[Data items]
──────────

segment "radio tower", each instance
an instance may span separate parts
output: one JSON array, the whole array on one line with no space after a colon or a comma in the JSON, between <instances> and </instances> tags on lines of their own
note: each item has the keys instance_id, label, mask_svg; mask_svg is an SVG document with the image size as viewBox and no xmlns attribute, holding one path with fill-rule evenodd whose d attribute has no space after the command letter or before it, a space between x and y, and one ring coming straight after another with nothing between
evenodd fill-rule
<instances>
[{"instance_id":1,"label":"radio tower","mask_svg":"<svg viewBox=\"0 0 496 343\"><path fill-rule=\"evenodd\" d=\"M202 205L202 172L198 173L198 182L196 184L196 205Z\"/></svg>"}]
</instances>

──────────

§ **What is asked**
State how many lines of the listing above contain the string "instances". Case counts, and the reply should be only the number.

§ **Worked solution**
3